# Aim of the exercise
The answer must be every entry below, word for word, with the pictures left out.

(Collected data entries)

++++++++

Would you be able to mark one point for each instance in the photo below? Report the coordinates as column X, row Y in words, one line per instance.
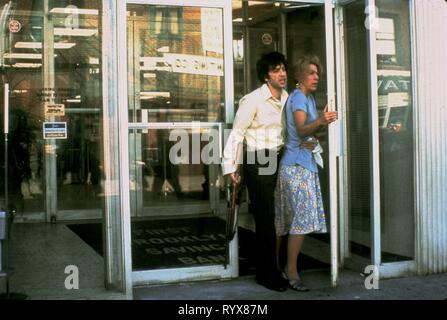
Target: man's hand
column 234, row 178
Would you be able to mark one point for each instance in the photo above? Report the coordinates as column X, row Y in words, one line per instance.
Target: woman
column 298, row 202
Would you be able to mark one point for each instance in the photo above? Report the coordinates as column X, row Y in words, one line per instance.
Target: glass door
column 179, row 96
column 378, row 216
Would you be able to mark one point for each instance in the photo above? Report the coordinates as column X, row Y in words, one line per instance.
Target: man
column 258, row 124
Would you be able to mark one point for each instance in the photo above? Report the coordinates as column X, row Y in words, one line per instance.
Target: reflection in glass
column 175, row 79
column 396, row 131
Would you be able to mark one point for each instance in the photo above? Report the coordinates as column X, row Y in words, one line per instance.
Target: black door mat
column 162, row 244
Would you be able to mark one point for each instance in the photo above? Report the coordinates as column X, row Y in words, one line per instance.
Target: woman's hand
column 327, row 117
column 309, row 144
column 234, row 178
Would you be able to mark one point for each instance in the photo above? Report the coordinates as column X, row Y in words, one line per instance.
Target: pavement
column 351, row 286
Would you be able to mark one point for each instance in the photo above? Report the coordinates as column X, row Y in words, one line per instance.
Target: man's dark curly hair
column 268, row 62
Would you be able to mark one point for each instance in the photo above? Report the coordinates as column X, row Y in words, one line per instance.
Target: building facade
column 115, row 115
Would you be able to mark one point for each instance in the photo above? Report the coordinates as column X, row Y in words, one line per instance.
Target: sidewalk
column 350, row 287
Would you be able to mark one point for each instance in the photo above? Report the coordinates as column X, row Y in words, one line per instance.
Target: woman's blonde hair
column 301, row 66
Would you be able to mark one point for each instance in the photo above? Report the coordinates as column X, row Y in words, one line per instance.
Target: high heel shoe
column 295, row 283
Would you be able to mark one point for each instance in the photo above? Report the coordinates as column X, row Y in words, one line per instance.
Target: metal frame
column 342, row 150
column 374, row 147
column 193, row 273
column 333, row 138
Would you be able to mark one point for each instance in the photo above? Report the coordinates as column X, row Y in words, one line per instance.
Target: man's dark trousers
column 261, row 190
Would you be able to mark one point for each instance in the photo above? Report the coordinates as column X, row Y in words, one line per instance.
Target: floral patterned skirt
column 298, row 202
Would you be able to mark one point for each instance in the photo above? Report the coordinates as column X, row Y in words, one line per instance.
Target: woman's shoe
column 295, row 283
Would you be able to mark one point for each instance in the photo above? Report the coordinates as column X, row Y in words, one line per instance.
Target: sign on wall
column 55, row 130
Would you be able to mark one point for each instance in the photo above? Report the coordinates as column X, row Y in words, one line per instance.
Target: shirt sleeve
column 299, row 103
column 242, row 121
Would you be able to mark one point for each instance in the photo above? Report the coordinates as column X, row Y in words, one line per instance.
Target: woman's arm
column 309, row 129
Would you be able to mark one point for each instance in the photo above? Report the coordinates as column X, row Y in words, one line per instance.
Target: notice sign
column 55, row 110
column 55, row 130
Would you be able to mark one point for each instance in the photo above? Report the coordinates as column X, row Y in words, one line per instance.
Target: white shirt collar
column 267, row 94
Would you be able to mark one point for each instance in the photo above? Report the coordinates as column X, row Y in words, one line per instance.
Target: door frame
column 190, row 273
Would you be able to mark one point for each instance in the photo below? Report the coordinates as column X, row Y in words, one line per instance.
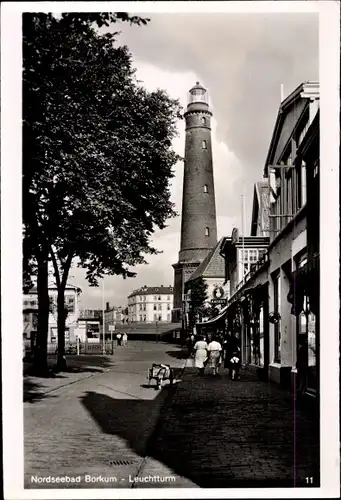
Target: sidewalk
column 247, row 433
column 79, row 368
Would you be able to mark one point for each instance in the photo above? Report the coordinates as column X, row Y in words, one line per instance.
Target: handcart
column 160, row 373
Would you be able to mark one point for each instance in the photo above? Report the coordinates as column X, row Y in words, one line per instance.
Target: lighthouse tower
column 198, row 218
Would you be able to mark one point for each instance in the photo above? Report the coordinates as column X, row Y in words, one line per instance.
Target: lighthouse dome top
column 198, row 93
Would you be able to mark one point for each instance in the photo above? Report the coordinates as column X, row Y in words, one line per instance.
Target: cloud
column 227, row 171
column 242, row 59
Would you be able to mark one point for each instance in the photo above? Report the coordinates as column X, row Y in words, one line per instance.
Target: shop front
column 255, row 329
column 304, row 296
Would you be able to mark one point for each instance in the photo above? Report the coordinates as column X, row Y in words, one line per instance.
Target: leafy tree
column 197, row 290
column 97, row 156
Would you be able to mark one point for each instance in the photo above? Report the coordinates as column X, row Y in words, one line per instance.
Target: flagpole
column 103, row 318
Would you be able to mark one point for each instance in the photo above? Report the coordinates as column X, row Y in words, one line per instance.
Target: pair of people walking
column 122, row 339
column 208, row 354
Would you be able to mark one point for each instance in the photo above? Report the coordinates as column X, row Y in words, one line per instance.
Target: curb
column 41, row 394
column 157, row 426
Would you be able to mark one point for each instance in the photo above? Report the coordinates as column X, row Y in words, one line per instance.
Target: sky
column 242, row 60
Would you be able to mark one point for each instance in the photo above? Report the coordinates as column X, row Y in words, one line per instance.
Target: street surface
column 103, row 426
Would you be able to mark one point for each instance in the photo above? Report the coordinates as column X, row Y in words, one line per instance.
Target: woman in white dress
column 200, row 349
column 214, row 349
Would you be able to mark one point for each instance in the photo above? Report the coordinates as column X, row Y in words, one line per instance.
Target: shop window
column 277, row 326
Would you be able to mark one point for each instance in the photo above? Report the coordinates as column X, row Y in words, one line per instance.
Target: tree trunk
column 61, row 359
column 40, row 352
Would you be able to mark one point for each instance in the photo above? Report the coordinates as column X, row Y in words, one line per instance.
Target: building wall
column 71, row 323
column 150, row 308
column 71, row 299
column 282, row 257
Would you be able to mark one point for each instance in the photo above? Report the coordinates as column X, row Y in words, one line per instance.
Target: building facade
column 30, row 310
column 90, row 325
column 274, row 308
column 114, row 317
column 151, row 304
column 198, row 218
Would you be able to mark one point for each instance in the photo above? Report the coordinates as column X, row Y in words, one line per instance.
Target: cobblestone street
column 205, row 432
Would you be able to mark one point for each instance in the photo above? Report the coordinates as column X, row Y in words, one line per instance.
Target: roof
column 53, row 287
column 219, row 316
column 151, row 290
column 304, row 91
column 213, row 266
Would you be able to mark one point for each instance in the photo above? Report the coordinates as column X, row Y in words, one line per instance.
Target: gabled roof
column 213, row 266
column 306, row 91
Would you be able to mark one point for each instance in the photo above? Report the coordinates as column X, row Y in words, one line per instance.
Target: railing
column 71, row 348
column 257, row 265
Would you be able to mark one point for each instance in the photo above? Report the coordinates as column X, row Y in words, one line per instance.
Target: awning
column 214, row 320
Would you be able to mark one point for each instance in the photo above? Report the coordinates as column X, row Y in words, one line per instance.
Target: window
column 277, row 326
column 70, row 304
column 306, row 329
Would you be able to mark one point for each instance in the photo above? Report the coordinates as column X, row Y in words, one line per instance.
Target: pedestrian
column 214, row 349
column 302, row 364
column 234, row 365
column 200, row 357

++++++++

# Your solution
Would you be able to mark one point for each instance in the photo below? Report the coordinates as column X, row Y in words, one line per instance.
Target: man's hand
column 234, row 178
Would you be able to mark one point for each instance in the photo above? Report the coordinates as column X, row Y in words, one line per instance.
Target: woman
column 298, row 202
Would you be able to mark one point for each instance in the photo above? Report the coordinates as column X, row Y in words, one line per instance.
Target: glass door
column 179, row 96
column 378, row 216
Would you be able to mark one point for each instance in the photo above? Report the coordinates as column X, row Y in words, one line per instance.
Target: man
column 258, row 124
Would you be able to mark one point for each instance in the photo above? Report the coordinates as column X, row Y in words, one line per instance.
Target: reflection in glass
column 175, row 79
column 396, row 131
Would you be able to mark one point for each instance in the photo above? Report the coordinates as column X, row Y in words, one line per instance.
Target: black door mat
column 162, row 244
Would you be able to mark one point for each instance in the photo above? Report the coordinates as column X, row Y in words, one line per instance.
Target: woman's hand
column 327, row 117
column 309, row 144
column 234, row 178
Would you be able to mark one point for each instance in the photo above? Report the coordinates as column X, row Y in words, one line per instance.
Target: pavement
column 351, row 286
Would you be able to mark one point for each instance in the photo above? Report the coordinates as column X, row Y in words, one line per instance.
Target: man's dark curly hair
column 268, row 62
Would you be able to mark one point for each instance in the photo above? Report the coordinates as column X, row Y in words, one line per instance.
Target: building facade
column 115, row 115
Would you be able to mark one point for each instance in the photo above? Report the coordinates as column X, row Y in words, one line per instance.
Target: sidewalk
column 350, row 287
Would you be able to mark one point for each instance in the photo above? Report the coordinates as column X, row Y in words, one line per instance.
Target: woman's blonde hair
column 301, row 66
Would you be able to mark one point for each instance in the photo above? Report the coordinates as column X, row Y in words, one line per instance.
Target: high heel shoe
column 295, row 283
Would you be able to mark one point for each instance in the photo above? Report the coordinates as column X, row Y in words, one line per instance.
Target: metal frame
column 342, row 150
column 374, row 147
column 193, row 273
column 333, row 138
Would you be able to mark one point for each instance in the photo above? Report the coordinates as column X, row Y in words, one line per instance.
Target: man's dark trousers
column 261, row 190
Would you be able to mark one point for each instance in the photo above? Report the coordinates as column X, row Y in words, one line per instance.
Target: floral patterned skirt
column 298, row 202
Would you be able to mark one point for each instance in the photo above? Report the coordinates as column X, row Y in words, one line per instance.
Target: woman's shoe
column 295, row 283
Would you be able to mark one point for each instance in the photo above? Report the coordinates as column X, row Y in words, one line per instance.
Target: sign on wall
column 55, row 130
Would you be able to mark one point for each instance in the photo above? Report the coordinates as column X, row Y in words, one line per instance.
Target: shirt sleeve
column 299, row 103
column 242, row 121
Would you be able to mark one point for each instance in the photo above? Report the coordinates as column X, row Y in words, one line per instance.
Target: woman's arm
column 309, row 129
Would you be able to mark one point for each instance in the photo above? Report the coordinates as column X, row Y in words, one line per instance.
Target: notice sign
column 55, row 110
column 55, row 130
Would you be able to mark one point for each instance in the photo above? Report the coordinates as column X, row Y in words, one line per instance.
Target: white shirt collar
column 267, row 94
Would you be able to mark one point for each instance in the photo above? Report the coordinates as column X, row Y in words, one line per instance.
Target: door frame
column 190, row 273
Would you be able to mark one point for each instance in the photo below? Report the coordinates as column X, row Y in words, one line per instance.
Target: sidewalk
column 247, row 433
column 79, row 368
Would you be able to mark one point for each instance in the photo above? Report the coordinates as column X, row Y in words, one line per instance.
Target: handcart
column 160, row 373
Would you be able to mark one point for each instance in the photo above? Report the coordinates as column X, row Y in words, one line per instance.
Target: lighthouse tower
column 198, row 218
Would you be able to mark one point for each instance in the photo above? Report the coordinates as column X, row Y in words, one line per instance.
Target: lighthouse dome top
column 198, row 93
Would you be able to mark one point for each instance in the photo above? Report the coordinates as column X, row Y in words, one line per instance.
Target: cloud
column 227, row 171
column 242, row 59
Would you be able to mark one point for each instance in the photo above? Report the coordinates as column X, row Y in words, one line per instance.
Target: shop front
column 255, row 329
column 304, row 296
Would you be able to mark one point for each instance in the photo above? Report the coordinates as column X, row Y in words, one line per instance.
Target: leafy tree
column 197, row 290
column 97, row 156
Would you be able to mark one point for each instance in the photo above? Report the coordinates as column X, row Y in words, one line per instance.
Target: flagpole
column 103, row 318
Would you be able to mark one point for each instance in the photo above? Report the coordinates as column X, row Y in words, one line per instance.
Target: pair of people walking
column 122, row 339
column 208, row 354
Would you be able to mark one point for each instance in the photo above? Report the coordinates as column X, row Y in words, one line per instance.
Target: curb
column 41, row 394
column 157, row 426
Would you be able to mark one point for each instance in the photo above? Report the coordinates as column X, row Y in words, one line per instance.
Target: sky
column 242, row 60
Would you be able to mark one point for each instance in the photo above? Report the coordinates as column X, row Y in words, one line per instance.
Target: street surface
column 103, row 426
Would you be able to mark one point for each instance in the photo above? Report the coordinates as column X, row Y in words, one line per instance.
Target: woman in white dress
column 200, row 349
column 214, row 349
Would you be able to mark one point for each instance in the photo above? Report the coordinates as column X, row Y in words, one line per instance.
Target: shop window
column 277, row 326
Would you be able to mark one point for each instance in the photo above? Report the coordinates as column X, row Y in words, one line per instance.
Target: tree trunk
column 61, row 359
column 40, row 352
Would you be able to mark one point for each instance in the photo above? Report the coordinates as column X, row Y in words, one line per instance.
Target: building wall
column 71, row 323
column 150, row 308
column 71, row 299
column 282, row 257
Would you be able to mark one point for each instance in the photo above? Report the coordinates as column X, row Y in words, one line per instance.
Target: building facade
column 30, row 310
column 90, row 325
column 274, row 308
column 114, row 317
column 151, row 304
column 198, row 218
Would you be able to mark one point for each instance in the photo above? Report the coordinates as column X, row Y in words, one line per instance.
Target: cobblestone street
column 205, row 432
Would you be able to mark one point for each instance in the photo above? Report the coordinates as column X, row Y in words, one line per instance.
Target: roof
column 53, row 287
column 219, row 316
column 151, row 290
column 304, row 91
column 213, row 266
Would you be able to mark one point for each instance in the photo above? Report the coordinates as column X, row Y in words, one line per instance.
Target: gabled roof
column 213, row 266
column 306, row 91
Would you be able to mark one point for each instance in the photo above? Report the coordinates as column X, row Y in words, one line per instance.
Target: railing
column 71, row 348
column 257, row 265
Would you be able to mark one point for each instance in the photo above? Report the coordinates as column X, row Y in words, one line per instance.
Target: awning
column 214, row 320
Would you be able to mark one point for each instance in the photo above? Report the coordinates as column X, row Y in words, one line per instance.
Target: window
column 277, row 326
column 70, row 304
column 306, row 329
Would you be able to mark one point for each instance in the photo above? Report the coordinates as column X, row Y in words, one line per instance.
Target: pedestrian
column 214, row 349
column 302, row 364
column 234, row 365
column 200, row 357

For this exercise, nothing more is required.